--- Begin INPUT RECORDS ---
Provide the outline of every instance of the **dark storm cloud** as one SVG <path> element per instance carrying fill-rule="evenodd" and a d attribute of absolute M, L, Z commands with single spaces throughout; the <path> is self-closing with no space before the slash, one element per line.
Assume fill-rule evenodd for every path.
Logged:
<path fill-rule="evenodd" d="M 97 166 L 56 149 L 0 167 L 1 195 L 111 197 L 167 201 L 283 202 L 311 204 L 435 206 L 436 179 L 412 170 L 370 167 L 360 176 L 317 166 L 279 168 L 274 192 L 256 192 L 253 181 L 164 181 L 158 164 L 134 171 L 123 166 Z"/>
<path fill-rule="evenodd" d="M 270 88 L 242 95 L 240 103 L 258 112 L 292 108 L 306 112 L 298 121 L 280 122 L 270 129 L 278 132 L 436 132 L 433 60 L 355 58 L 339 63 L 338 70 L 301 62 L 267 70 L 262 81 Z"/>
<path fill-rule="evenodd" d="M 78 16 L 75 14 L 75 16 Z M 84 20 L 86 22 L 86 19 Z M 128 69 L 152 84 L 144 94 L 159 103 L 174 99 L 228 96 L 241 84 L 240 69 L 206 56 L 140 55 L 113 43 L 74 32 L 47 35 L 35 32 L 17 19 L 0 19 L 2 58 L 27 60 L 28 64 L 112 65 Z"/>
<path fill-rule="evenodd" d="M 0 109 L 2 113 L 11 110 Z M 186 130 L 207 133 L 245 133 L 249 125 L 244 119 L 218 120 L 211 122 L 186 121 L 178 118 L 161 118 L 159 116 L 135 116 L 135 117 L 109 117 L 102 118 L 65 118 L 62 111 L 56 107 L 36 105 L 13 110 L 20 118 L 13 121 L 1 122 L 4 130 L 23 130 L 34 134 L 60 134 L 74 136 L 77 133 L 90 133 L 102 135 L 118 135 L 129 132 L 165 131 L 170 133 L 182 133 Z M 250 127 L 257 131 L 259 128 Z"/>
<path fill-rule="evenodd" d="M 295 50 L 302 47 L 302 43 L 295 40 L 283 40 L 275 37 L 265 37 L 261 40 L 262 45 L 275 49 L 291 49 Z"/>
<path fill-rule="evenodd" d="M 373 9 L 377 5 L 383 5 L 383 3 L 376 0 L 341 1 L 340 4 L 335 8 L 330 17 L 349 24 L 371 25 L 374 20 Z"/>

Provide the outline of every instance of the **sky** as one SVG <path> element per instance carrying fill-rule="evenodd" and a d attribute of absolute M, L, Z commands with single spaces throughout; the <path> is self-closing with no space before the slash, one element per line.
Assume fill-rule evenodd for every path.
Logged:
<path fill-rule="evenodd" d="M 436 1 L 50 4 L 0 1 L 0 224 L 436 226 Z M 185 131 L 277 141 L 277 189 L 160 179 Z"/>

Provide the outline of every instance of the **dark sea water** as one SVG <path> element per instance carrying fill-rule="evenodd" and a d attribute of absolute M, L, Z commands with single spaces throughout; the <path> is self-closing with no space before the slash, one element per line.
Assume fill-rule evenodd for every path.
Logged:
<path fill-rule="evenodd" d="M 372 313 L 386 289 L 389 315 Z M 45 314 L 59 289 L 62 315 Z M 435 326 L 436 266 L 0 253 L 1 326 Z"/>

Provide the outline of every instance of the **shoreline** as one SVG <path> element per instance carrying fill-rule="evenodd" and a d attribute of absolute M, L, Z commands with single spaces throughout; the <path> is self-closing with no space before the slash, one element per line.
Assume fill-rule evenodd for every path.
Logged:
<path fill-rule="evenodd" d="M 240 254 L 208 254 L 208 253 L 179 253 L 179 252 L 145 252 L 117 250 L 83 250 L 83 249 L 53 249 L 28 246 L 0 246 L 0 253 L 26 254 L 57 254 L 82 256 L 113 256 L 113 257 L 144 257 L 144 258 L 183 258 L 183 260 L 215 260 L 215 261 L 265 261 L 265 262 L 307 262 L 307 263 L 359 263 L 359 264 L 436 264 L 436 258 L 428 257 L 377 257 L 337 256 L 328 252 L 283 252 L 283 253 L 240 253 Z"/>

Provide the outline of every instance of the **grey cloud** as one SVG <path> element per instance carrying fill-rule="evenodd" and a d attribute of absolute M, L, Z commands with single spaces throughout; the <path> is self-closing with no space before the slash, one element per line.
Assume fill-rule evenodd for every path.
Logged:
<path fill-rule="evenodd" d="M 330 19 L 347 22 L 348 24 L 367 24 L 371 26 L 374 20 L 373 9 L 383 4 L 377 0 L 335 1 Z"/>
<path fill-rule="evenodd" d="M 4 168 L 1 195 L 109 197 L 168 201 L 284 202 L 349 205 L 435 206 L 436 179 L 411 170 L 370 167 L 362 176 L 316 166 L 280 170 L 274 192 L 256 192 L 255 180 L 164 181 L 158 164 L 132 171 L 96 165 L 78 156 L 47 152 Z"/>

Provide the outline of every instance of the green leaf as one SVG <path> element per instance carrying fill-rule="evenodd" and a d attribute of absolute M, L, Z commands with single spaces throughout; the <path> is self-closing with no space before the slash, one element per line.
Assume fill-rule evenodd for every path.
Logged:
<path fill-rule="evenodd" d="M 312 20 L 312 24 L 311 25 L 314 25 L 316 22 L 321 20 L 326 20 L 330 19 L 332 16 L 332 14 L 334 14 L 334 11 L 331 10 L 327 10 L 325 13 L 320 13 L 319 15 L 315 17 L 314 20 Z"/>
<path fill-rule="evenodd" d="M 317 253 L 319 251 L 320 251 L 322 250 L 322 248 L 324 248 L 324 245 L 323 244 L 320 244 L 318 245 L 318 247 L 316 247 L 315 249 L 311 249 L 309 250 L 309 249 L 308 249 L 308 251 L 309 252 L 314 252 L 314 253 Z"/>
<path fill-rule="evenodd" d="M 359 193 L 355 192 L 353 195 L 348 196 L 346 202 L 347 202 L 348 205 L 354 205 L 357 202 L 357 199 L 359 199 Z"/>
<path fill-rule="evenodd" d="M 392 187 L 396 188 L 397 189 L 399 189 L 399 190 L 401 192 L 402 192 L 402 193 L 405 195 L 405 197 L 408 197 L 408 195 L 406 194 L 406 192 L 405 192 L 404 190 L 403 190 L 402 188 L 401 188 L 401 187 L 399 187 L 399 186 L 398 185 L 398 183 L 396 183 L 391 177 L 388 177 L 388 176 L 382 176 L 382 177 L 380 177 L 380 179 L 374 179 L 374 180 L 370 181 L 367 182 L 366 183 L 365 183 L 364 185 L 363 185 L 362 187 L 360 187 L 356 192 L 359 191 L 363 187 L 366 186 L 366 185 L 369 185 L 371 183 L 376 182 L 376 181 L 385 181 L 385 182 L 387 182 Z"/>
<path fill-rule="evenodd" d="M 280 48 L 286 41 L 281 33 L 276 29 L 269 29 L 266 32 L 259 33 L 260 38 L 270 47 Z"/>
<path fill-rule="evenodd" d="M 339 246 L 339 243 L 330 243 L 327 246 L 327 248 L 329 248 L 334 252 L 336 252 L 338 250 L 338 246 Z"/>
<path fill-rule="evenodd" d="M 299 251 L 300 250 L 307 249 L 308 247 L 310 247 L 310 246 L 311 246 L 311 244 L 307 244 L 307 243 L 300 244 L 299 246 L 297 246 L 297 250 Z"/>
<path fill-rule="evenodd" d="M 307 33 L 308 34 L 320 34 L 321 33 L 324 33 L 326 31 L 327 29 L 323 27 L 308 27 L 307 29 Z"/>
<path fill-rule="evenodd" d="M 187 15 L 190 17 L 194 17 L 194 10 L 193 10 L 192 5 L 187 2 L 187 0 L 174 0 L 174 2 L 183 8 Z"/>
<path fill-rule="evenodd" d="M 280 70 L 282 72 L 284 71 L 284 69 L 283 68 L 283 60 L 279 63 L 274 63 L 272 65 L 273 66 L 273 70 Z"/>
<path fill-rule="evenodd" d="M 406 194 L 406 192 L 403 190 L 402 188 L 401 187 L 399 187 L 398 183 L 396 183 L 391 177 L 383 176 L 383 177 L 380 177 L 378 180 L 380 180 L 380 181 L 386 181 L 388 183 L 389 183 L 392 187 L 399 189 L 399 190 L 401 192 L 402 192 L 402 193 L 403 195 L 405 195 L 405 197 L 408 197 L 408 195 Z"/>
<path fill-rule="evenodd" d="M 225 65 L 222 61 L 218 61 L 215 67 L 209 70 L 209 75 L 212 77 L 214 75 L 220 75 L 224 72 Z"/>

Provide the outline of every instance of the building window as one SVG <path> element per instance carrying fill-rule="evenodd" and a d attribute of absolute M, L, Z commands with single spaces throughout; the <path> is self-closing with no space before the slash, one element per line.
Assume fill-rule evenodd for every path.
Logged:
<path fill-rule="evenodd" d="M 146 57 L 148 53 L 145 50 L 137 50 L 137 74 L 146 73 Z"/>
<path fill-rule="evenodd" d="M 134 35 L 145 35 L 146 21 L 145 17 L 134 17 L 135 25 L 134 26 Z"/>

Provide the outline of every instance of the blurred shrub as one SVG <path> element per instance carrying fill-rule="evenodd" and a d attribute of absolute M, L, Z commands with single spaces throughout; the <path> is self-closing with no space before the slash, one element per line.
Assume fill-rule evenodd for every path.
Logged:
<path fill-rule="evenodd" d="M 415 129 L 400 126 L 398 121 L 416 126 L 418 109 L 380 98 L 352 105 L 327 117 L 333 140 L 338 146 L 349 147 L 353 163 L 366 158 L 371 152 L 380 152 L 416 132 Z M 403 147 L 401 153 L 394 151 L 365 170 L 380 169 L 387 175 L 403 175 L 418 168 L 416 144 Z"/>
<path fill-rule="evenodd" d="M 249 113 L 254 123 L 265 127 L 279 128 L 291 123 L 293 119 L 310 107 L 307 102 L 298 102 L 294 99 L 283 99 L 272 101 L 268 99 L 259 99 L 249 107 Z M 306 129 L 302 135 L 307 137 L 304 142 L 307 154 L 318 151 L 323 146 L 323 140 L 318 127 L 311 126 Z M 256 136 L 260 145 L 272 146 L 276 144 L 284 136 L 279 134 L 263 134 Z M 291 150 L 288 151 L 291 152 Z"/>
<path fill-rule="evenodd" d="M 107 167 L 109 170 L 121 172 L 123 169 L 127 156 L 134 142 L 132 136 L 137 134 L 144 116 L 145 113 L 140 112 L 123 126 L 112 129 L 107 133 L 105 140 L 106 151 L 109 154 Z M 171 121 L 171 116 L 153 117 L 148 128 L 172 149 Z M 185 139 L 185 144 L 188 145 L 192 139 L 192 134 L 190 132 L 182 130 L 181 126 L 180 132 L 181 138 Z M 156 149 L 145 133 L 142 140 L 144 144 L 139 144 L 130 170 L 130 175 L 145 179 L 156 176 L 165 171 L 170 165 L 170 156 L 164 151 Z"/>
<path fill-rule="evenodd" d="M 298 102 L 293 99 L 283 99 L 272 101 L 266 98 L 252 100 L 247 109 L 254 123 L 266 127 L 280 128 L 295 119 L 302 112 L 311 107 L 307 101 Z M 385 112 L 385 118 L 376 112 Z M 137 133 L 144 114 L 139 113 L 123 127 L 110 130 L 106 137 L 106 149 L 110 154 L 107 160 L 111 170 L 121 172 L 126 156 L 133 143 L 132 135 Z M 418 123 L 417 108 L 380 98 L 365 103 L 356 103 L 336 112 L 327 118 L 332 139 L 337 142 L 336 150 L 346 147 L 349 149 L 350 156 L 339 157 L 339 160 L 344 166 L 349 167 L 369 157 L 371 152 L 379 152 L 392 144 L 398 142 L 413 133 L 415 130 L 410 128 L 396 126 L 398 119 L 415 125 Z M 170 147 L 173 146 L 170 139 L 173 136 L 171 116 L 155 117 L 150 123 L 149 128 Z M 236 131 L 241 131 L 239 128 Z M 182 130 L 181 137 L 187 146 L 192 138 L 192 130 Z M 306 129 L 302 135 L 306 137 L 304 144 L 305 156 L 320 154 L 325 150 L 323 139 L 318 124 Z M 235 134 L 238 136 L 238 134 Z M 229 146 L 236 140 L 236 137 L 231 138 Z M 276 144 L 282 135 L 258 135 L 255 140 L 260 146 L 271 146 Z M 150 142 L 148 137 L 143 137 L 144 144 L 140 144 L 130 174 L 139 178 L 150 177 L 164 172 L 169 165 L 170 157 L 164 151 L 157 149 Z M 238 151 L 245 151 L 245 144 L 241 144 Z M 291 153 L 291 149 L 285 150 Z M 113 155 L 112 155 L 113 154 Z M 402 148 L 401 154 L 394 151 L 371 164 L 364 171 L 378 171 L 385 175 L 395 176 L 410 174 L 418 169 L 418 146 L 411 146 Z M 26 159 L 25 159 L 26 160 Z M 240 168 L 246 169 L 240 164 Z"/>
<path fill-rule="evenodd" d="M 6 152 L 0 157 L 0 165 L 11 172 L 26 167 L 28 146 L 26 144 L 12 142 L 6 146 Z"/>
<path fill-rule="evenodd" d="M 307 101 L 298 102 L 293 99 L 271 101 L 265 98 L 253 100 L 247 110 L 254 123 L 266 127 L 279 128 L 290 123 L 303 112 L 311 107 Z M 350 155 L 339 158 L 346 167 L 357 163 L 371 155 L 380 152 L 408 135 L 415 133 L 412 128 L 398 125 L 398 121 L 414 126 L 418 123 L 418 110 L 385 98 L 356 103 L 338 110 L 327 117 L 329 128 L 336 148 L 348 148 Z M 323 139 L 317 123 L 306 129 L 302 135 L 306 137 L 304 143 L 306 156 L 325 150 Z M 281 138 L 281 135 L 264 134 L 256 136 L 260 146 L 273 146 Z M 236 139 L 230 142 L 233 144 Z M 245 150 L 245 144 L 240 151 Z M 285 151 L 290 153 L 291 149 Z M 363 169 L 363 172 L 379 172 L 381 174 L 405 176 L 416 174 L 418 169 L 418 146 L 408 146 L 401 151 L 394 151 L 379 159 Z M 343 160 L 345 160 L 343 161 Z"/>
--- End INPUT RECORDS ---
* [TASK STATEMENT]: Report how many lines of the records above contain the string "dark". Answer with the number alone.

* [TASK OUTPUT]: 2